[Your task]:
The required output is the line that contains "form x=463, y=132." plus every line after it in the listing below, copied exactly as it appears.

Location identification entries
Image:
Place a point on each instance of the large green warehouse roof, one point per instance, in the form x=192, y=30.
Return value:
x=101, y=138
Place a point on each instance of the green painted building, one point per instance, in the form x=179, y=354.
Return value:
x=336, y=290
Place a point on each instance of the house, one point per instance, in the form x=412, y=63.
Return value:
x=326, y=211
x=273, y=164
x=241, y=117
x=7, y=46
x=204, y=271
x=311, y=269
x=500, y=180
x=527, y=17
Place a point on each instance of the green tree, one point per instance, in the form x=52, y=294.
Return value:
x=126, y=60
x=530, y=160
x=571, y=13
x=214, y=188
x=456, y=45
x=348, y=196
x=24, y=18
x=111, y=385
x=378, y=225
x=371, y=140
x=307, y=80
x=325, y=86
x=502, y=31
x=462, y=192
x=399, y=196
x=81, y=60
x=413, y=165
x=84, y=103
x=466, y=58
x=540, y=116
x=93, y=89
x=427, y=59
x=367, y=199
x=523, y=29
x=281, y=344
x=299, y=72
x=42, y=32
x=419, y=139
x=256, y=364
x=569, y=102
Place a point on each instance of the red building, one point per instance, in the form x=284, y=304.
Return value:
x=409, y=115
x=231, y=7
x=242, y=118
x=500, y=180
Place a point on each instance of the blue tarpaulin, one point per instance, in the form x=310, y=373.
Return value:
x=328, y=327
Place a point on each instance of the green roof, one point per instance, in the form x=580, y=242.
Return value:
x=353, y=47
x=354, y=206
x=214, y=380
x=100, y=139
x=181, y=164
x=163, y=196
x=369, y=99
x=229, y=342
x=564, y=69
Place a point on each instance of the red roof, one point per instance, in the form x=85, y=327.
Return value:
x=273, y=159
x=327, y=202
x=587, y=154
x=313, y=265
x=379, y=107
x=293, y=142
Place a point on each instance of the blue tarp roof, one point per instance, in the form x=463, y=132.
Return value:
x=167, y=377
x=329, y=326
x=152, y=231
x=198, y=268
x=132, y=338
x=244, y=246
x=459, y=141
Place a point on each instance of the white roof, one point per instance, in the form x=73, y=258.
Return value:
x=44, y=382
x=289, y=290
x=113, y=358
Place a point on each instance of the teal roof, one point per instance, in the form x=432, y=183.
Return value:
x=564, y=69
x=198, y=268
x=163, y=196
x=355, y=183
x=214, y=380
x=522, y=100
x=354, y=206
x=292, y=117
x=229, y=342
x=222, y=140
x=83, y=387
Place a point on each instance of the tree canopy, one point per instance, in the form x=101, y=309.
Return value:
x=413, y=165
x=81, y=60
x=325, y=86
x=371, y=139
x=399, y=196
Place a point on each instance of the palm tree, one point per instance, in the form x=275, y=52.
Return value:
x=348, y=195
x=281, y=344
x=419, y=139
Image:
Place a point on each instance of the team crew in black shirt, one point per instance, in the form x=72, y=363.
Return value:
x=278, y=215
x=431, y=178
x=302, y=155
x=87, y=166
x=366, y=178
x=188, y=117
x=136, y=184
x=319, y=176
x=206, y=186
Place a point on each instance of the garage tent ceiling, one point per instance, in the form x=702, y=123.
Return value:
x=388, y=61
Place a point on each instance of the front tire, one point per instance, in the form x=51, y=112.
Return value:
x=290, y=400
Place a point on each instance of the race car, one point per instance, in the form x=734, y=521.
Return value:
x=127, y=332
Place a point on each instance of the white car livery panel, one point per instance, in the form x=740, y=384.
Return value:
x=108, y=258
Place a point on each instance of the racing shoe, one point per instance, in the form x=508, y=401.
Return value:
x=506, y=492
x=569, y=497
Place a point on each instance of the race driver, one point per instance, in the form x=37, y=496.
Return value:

[Written reply]:
Place a point on each instance of the blue tarp roof, one point per instance, in the form x=463, y=132.
Return value:
x=167, y=377
x=329, y=326
x=152, y=231
x=198, y=268
x=132, y=338
x=244, y=246
x=459, y=141
Place a point on each instance of the white roof, one point per instance, in the form x=73, y=258.
Return value:
x=44, y=382
x=289, y=290
x=113, y=358
Place a point on each instance of the teal roof, one point per instance, in the form x=432, y=183.
Return value:
x=564, y=69
x=198, y=268
x=163, y=196
x=355, y=183
x=214, y=380
x=522, y=100
x=354, y=206
x=292, y=117
x=229, y=342
x=222, y=140
x=83, y=387
Place a point on each instance of the tree canopy, one point per instance, in the form x=101, y=309.
Return value:
x=413, y=165
x=81, y=60
x=325, y=86
x=371, y=139
x=399, y=196
Place a point on each instance of the palm tree, one point per instance, in the form x=275, y=52.
Return value:
x=348, y=195
x=281, y=344
x=419, y=139
Image:
Place a point on each instance of the team crew in black shirt, one point per instance, in the form x=72, y=363.
Return value:
x=278, y=215
x=431, y=178
x=302, y=155
x=87, y=166
x=366, y=178
x=188, y=117
x=136, y=184
x=319, y=176
x=206, y=186
Place a point on each instance of the garage tent ceiling, one point per instance, in the form x=702, y=123.
Return value:
x=388, y=61
Place a point on each instance of the front tire, one point per instance, in the form x=51, y=112.
Return value:
x=290, y=400
Place a point on each instance of the race car, one point per instance, in the form x=734, y=521.
Return value:
x=127, y=332
Place a point on each instance of the white car livery panel, one point per instance, in the form x=740, y=384.
Return value:
x=108, y=258
Place a point on each instance of the racing shoe, one point per instance, in the form x=508, y=401.
Return value:
x=506, y=492
x=569, y=497
Place a point on each instance of the race driver, one point per instance, in the form x=37, y=496.
Return value:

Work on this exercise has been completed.